(Exercise description) Give the material once more, word for word, without any images.

/---

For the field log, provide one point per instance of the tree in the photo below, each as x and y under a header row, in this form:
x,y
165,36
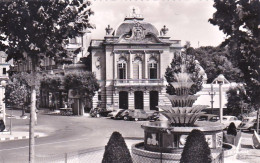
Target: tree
x,y
236,100
18,89
239,20
52,84
215,61
116,150
192,69
16,94
31,30
196,149
85,83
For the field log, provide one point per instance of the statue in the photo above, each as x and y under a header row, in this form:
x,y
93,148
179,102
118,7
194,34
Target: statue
x,y
108,30
164,31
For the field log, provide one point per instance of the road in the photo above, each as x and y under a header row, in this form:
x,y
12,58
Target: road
x,y
66,134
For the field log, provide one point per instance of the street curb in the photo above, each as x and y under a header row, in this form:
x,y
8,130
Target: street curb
x,y
19,137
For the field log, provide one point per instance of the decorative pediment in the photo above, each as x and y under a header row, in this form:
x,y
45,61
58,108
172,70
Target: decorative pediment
x,y
138,34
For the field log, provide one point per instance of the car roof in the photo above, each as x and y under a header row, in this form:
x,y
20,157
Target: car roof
x,y
228,116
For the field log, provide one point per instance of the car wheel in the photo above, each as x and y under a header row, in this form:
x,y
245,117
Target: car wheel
x,y
126,118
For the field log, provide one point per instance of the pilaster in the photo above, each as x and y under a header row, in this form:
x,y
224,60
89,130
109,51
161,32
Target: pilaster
x,y
131,100
146,100
130,65
145,66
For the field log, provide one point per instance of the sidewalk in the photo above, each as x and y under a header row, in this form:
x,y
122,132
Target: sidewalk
x,y
17,135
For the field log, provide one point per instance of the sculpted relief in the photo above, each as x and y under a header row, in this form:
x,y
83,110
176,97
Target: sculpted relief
x,y
138,34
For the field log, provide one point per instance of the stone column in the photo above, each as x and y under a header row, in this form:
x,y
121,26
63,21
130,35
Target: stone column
x,y
131,100
95,100
146,100
130,65
145,66
116,99
160,65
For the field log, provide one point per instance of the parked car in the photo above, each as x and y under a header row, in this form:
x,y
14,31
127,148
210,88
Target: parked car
x,y
209,117
255,125
247,123
229,119
139,114
2,125
115,114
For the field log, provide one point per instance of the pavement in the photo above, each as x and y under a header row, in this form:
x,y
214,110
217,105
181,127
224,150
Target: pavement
x,y
17,135
64,127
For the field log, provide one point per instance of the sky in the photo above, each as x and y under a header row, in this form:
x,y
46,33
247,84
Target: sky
x,y
187,20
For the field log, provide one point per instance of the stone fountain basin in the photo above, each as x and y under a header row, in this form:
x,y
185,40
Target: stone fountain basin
x,y
200,125
161,136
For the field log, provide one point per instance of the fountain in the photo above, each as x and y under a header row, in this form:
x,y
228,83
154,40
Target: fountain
x,y
165,140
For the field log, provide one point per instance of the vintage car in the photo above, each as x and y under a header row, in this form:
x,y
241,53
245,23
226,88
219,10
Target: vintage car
x,y
247,123
227,120
138,114
115,114
208,117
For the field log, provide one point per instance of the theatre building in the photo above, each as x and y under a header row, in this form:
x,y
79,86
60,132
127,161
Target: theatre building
x,y
130,63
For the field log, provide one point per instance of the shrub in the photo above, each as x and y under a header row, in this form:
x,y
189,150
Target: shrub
x,y
232,130
116,150
196,149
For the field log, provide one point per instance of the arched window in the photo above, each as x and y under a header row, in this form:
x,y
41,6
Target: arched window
x,y
137,68
121,65
153,69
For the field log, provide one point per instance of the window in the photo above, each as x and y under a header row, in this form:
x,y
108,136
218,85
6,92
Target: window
x,y
73,40
137,68
121,70
153,71
4,70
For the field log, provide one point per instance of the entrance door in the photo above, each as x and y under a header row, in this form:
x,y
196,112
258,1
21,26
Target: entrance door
x,y
154,100
139,100
123,100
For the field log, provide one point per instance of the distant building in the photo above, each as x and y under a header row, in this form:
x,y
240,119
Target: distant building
x,y
130,63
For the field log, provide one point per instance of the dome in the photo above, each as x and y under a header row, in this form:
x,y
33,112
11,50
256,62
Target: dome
x,y
128,24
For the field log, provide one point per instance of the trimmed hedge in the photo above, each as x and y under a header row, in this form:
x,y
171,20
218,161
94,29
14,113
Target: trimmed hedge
x,y
116,150
196,149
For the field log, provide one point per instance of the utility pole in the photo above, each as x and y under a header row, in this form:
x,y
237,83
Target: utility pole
x,y
212,94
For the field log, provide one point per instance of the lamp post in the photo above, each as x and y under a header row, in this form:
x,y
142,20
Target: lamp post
x,y
212,94
240,103
3,84
220,80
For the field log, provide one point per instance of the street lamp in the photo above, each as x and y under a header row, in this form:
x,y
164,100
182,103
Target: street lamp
x,y
3,84
220,79
240,103
212,94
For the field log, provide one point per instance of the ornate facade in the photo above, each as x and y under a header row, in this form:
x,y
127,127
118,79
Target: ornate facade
x,y
130,63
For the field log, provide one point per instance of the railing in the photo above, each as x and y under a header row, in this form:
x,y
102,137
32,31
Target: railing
x,y
123,82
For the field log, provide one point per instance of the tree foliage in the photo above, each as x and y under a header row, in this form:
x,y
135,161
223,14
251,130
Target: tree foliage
x,y
33,29
16,93
84,82
239,20
52,84
191,67
196,149
236,100
116,150
215,61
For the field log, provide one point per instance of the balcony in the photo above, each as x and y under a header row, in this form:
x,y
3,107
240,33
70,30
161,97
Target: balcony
x,y
138,82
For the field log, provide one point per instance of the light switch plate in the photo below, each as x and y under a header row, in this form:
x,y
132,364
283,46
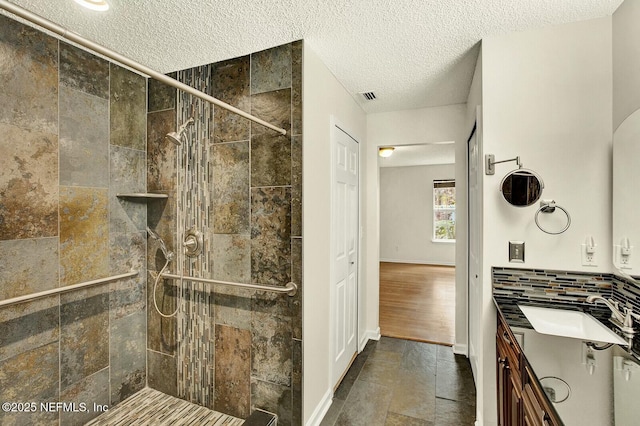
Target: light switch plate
x,y
516,251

\---

(Solution to this exercise)
For the field log, provide one point per instance of the tree in the photo below, each as x and y under a header row, in this form:
x,y
165,36
Target: tree
x,y
236,100
18,89
239,20
52,84
215,61
116,150
192,69
16,94
31,30
196,149
85,83
For the field log, provide one point per instance of the statue in the photo above, each as x and y under a header row, in this form:
x,y
93,148
179,102
118,7
194,34
Target: statue
x,y
108,30
164,31
For the field log, provide one point per instance of the road in the photo above, each as x and y under a header row, in this form:
x,y
12,58
Target: road
x,y
66,134
For the field log, provide one point per instance of the street curb in the photo above, each as x and y under a header row, in this form:
x,y
8,130
Target: street curb
x,y
19,137
For the field log, provide one point per instance of the decorative pediment in the photo above, each as x and y under a header row, in this form:
x,y
45,61
58,108
172,70
Target: decorative pediment
x,y
138,34
For the field log, provide one point per instance of the car roof in the photo above, each as x and y under a header row, in this form:
x,y
20,157
Target: car roof
x,y
228,116
For the field log, provide one point per instance of the car wheel in the photo above, each as x and y under a header row, in this form:
x,y
245,117
Target: car wheel
x,y
126,118
For the field log, provide one point per instance of the pilaster in the photo above, each as x and y under a header row, in this form:
x,y
224,60
89,130
109,51
161,32
Target: pilaster
x,y
131,100
146,100
130,65
145,66
For the field log, provide one point per instance of the sidewalk in the photo above, each as x and y under a header row, in this form:
x,y
122,132
Target: sidewalk
x,y
17,135
For the field log, provide one point per instance of the sculpted relief in the photo above, each as x and y under a header row, in this form:
x,y
83,110
176,97
Target: sculpted relief
x,y
138,34
For the field log, provide one point per instance of the stone column in the photo above, each as x and y under a header row, in this form:
x,y
121,26
63,21
130,35
Target: stone column
x,y
131,100
95,100
146,100
130,65
145,66
116,99
160,65
For the field log, provide one point per instance of the parked car in the photo above, each as x and y under a header row, in this form:
x,y
14,31
127,148
210,88
Target: parked car
x,y
209,117
255,125
247,123
229,119
139,114
2,125
115,114
For the field log, provide one point per instance of the pavement in the photo above, each as x and y under a header row, in this form:
x,y
214,110
217,105
181,127
224,150
Target: pavement
x,y
17,135
64,127
For the field log, provide one point per instance of the sky in the photo above, each as x and y under a header row, in this form:
x,y
46,33
247,84
Target: sky
x,y
187,20
For the field log, provide one point per instance of the stone fountain basin in the photo above, each as x and y under a header row, in this form:
x,y
185,40
Target: stone fountain basin
x,y
200,125
161,136
For the field log, provide one point per instance of the fountain in the photo above, each as x and y under a header row, in this form:
x,y
228,83
154,40
Target: fountain
x,y
165,140
For the field log, provide one point per instance of the vintage car in the photo above, each as x and y under a header row, in this form:
x,y
241,53
245,23
226,88
219,10
Target: vintage car
x,y
247,123
227,120
138,114
115,114
208,117
For the field log, provide one point per instance of the theatre building in the photo above, each as x and y under a header row, in this form:
x,y
79,86
60,132
127,161
Target: theatre building
x,y
130,63
For the field log, provide one point per instance of the shrub in the photo above, each as x and y under a header row, in this form:
x,y
189,150
Target: shrub
x,y
232,130
116,150
196,149
For the field log, provide one point per instance of the arched window in the photo above, each as x and y under a header row, in this form:
x,y
41,6
Target: arched window
x,y
137,68
121,65
153,69
For the field log, provide one point per instance of the window in the photo above, each as x and y under a header row, in this form:
x,y
108,136
218,85
6,92
Target: window
x,y
73,40
137,68
121,70
153,71
4,70
For the field log, provide one point per instance of the entrance door in the photo above, each as x and y under a header row, in this form:
x,y
196,112
258,1
21,26
Target: entrance door
x,y
154,100
139,100
123,100
For the field log, provide one point per instance of the distant building in the photo above, each as x and y under a header row, in this form:
x,y
240,119
Target: distant building
x,y
130,63
For the field log, provide one point per instance of the dome in the photo above, each as x and y under a header row, in this form:
x,y
33,112
11,50
256,62
Target: dome
x,y
128,24
For the field log, provide one point per instance of the trimmed hedge in the photo above, each as x and y under a header row, in this form:
x,y
171,20
218,161
94,29
14,113
Target: trimmed hedge
x,y
116,150
196,149
For the field log, provide one point per instance of the utility pole in the photo above, each as x and y under a header row, in this form:
x,y
237,83
Target: utility pole
x,y
212,94
For the field log, provide one point per instance of the lamp post in the photo above, each as x and y under a header row, in this form:
x,y
142,20
Target: lamp post
x,y
212,94
240,103
3,84
220,80
For the field log, provide one point per instance of the street lamp in the photo above, each as x and y under a header row, in this form:
x,y
164,100
182,103
Target: street lamp
x,y
3,84
220,79
240,103
212,94
For the field log, provide one point per instance of the ornate facade in the photo above, each as x and y under a header row, in this form:
x,y
127,127
118,79
Target: ornate facade
x,y
130,63
For the field log, provide one point per instance of the railing in the photo above, each as x and y under a header row, in this form:
x,y
102,137
32,31
Target: railing
x,y
123,82
For the field log, provide one point per instance of the tree foliage in the photo above, each as x and y under a header row, in this form:
x,y
135,161
223,14
251,130
Target: tree foliage
x,y
33,29
16,93
84,82
239,20
52,84
191,67
196,149
236,100
116,150
215,61
For the field log, provide one point per instance of the balcony in the photo above, each as x and y under a header row, in this form:
x,y
3,107
240,33
70,30
161,97
Target: balcony
x,y
138,82
For the field log, provide one point per instance of the light switch plate in the photo below, each as x and y under a header row, in this form:
x,y
132,364
283,46
Target: light switch plate
x,y
516,251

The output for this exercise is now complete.